start Selection

So we realized later that we had left the cooler on the train and tried to get ahold of someone about it. We called the main number and they assured us the Conductor would call us back with in 24 hours-didn't happen. I tried to get through to the Seatle Station, but by that time it was Saturday and just got a machine.

Our next adventure was to take the Cascades to Tukwila. We had booked Business Class -Thanks Alan- hubby is hooked on the Cascades! The one that showed up was indeed wrapped in the King Tut theme, but I didn't have time to get a picture. He really enjoyed the ride on the Cascades. So did I! We sat with and older Lady who takes the train all the time.

Our stop was Tukwila-we wanted to go to the Museum of Flight. (museumoffllight.org)

We booked a room with Embassy Suites, which is a short walk from the station. Unfortunately, the map I looked at showed it as a bit further-so we called the hotel to come pick us up.

Their shuttle was busy, so we called a cab. Really could have walked it-next time we will.

We had a nice dinner at the hotel, which by the way also has a manager's reception every night, free drinks and snacks.

The next morning, we had their free breakfast, then took their shuttle to the Museum.

The Museum of Flight was awesome! I was hoping they would have the whole Shuttle Trainer there, but it won't all be there until September. We went through LBJ's

Air Force One, and a Concord plane.

We then went back to the hotel for one more night, then in the morning we took a cab (I know, no train) up to the Seattle Amtrak Station.

At the Station, we stored our bags (for free, because of our Business Class tickets) and checked for our cooler. It was there! We had not put any tags on it, but next time we will. The wine was still in it, but the blue ice was gone.

end Selection
start Given material

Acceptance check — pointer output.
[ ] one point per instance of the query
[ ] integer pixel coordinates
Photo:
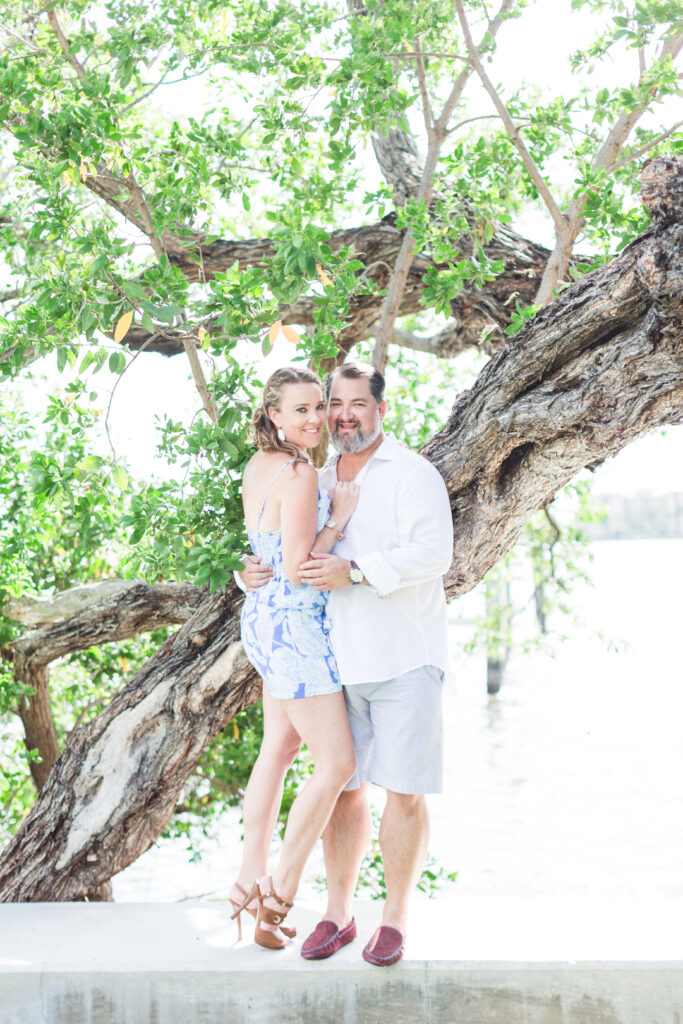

end Given material

Reproduce verbatim the portion of the train trip account above that lies between "We booked a" and "a Concord plane.", inclusive.

# Completed task
We booked a room with Embassy Suites, which is a short walk from the station. Unfortunately, the map I looked at showed it as a bit further-so we called the hotel to come pick us up.

Their shuttle was busy, so we called a cab. Really could have walked it-next time we will.

We had a nice dinner at the hotel, which by the way also has a manager's reception every night, free drinks and snacks.

The next morning, we had their free breakfast, then took their shuttle to the Museum.

The Museum of Flight was awesome! I was hoping they would have the whole Shuttle Trainer there, but it won't all be there until September. We went through LBJ's

Air Force One, and a Concord plane.